= SUPPLIED INFORMATION =
· · ·
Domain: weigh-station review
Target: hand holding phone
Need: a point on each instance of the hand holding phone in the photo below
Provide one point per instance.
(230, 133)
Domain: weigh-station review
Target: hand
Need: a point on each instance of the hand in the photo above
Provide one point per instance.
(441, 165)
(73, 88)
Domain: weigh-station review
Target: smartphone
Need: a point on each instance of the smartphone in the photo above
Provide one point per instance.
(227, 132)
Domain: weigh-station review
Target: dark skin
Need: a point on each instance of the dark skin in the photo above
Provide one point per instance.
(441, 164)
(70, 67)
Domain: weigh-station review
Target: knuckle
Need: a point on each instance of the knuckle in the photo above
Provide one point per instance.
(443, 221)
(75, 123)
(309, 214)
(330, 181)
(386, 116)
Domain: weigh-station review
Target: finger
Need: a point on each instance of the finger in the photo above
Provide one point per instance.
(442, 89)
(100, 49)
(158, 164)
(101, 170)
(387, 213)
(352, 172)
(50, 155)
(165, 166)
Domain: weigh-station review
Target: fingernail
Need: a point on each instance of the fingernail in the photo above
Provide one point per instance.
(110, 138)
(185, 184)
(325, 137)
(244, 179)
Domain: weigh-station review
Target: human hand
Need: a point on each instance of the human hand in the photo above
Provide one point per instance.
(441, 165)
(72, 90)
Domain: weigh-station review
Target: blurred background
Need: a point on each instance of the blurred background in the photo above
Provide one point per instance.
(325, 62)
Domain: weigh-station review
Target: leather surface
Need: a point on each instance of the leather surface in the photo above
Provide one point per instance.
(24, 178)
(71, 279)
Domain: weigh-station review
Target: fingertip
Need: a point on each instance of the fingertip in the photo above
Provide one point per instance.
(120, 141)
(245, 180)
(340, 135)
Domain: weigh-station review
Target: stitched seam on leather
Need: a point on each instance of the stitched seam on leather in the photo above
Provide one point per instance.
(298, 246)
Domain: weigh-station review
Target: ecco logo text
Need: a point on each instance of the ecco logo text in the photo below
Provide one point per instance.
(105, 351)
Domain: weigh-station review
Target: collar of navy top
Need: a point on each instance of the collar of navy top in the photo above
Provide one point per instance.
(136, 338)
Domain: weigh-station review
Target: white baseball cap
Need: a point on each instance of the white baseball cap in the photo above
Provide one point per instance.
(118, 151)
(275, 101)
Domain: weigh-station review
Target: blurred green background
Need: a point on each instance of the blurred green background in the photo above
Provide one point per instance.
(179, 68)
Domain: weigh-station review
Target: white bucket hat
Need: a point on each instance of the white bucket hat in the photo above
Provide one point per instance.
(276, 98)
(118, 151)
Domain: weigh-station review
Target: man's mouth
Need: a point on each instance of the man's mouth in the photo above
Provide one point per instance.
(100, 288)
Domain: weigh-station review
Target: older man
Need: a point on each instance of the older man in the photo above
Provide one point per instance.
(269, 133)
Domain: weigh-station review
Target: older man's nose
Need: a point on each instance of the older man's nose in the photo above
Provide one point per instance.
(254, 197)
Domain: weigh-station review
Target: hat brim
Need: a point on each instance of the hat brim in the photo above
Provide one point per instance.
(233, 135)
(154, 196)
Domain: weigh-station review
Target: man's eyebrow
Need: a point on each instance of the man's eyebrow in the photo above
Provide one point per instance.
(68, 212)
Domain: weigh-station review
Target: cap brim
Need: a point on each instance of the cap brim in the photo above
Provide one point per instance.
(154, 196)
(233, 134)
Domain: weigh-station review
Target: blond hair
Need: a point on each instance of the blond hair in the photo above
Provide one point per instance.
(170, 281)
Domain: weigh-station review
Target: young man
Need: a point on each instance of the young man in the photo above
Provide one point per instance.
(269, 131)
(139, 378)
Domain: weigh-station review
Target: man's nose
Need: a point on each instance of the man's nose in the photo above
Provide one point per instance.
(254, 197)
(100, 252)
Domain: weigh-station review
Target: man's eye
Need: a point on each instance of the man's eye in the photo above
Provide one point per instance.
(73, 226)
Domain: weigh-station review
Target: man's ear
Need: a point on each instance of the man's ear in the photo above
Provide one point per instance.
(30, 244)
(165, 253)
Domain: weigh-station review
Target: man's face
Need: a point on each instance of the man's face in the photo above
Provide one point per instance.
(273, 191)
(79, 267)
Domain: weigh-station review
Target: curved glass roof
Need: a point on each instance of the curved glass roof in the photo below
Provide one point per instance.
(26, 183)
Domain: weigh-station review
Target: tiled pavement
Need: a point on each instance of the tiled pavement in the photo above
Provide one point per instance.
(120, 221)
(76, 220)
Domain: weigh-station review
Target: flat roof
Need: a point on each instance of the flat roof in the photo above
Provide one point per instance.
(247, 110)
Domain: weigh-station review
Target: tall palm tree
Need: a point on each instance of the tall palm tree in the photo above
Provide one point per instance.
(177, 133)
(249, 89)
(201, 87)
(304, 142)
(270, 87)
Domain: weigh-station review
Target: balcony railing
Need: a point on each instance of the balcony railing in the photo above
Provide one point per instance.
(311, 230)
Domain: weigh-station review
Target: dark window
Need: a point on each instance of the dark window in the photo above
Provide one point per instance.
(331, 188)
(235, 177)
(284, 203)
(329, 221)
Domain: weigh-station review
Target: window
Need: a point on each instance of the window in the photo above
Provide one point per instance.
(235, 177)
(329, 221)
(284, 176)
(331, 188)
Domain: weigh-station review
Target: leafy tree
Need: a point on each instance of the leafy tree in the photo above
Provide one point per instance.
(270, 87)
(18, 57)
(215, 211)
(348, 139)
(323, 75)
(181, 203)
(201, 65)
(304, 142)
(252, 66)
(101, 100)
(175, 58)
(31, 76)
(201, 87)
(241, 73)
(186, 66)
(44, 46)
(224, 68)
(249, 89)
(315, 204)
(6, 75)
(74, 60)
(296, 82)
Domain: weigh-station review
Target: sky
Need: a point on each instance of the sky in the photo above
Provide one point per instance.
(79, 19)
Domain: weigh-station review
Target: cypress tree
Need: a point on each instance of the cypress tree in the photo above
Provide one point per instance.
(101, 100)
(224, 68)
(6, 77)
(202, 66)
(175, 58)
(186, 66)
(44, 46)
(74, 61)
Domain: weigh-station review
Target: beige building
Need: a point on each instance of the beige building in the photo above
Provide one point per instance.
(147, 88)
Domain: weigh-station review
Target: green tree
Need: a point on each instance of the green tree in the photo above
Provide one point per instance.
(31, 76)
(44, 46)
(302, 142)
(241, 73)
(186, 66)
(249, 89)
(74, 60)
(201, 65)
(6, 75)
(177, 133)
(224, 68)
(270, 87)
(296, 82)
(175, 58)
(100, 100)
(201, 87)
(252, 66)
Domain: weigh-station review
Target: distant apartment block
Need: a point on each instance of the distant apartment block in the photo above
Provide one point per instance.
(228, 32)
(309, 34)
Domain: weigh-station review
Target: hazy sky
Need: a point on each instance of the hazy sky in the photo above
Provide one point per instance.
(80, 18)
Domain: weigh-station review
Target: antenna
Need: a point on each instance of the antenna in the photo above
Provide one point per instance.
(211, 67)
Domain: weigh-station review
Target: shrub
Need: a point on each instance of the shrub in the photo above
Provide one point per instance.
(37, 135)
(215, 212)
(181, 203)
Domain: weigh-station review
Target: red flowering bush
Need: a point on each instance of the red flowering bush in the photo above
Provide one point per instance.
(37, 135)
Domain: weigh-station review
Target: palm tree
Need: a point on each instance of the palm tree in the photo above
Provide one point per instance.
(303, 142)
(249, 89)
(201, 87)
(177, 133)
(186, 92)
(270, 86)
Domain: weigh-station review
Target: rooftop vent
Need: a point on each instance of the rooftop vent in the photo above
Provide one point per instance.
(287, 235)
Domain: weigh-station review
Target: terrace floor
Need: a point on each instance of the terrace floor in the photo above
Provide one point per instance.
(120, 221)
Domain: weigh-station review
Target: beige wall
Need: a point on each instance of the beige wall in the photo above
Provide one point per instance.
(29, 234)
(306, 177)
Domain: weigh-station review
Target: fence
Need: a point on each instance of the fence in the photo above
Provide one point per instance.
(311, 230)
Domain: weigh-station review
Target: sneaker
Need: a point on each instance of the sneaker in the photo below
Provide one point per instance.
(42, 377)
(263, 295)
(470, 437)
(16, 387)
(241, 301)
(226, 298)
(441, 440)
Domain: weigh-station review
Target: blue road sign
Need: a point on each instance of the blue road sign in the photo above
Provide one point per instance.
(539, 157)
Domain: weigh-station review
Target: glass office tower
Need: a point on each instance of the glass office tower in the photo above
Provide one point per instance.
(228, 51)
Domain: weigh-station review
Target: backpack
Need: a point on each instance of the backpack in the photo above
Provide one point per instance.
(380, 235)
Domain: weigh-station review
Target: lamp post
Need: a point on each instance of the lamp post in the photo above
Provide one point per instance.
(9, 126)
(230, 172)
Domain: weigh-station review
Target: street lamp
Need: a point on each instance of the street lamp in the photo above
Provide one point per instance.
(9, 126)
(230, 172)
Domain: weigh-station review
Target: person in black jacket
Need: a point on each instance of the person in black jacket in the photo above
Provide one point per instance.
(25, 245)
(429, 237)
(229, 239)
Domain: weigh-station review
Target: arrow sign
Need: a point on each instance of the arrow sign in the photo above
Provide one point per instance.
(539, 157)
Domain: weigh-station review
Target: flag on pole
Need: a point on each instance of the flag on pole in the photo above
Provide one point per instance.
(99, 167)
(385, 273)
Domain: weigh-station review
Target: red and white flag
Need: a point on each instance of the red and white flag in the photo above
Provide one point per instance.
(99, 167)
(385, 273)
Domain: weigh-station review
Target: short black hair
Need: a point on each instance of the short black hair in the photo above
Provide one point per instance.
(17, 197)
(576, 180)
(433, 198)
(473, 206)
· · ·
= ABOUT THIS EXERCISE =
Among the entries above, locate the lines containing "Target: blurred background" and "Target: collar of navy top", and transcribe exactly those two lines and all lines between.

= OUTPUT =
Target: blurred background
Need: a point on each instance of the blurred background in the photo above
Provide one point per instance.
(325, 62)
Domain: weigh-station review
Target: leather surface
Need: a point on each instance of the leather surface in the photo above
Provide one point per instance.
(24, 178)
(71, 279)
Domain: weigh-station review
Target: fingertip
Need: a point on each instance of the fingertip in the photo above
Provide one point per instance.
(120, 141)
(245, 180)
(340, 135)
Domain: weigh-station review
Target: stitched seam on leather
Need: a point on each instance of the stitched seam on leather in the photo above
Provide one point per instance.
(298, 246)
Domain: weigh-station review
Target: ecco logo text
Need: a point on each instance of the ecco logo text in the photo below
Provide one point per instance.
(105, 351)
Domain: weigh-station review
Target: collar of navy top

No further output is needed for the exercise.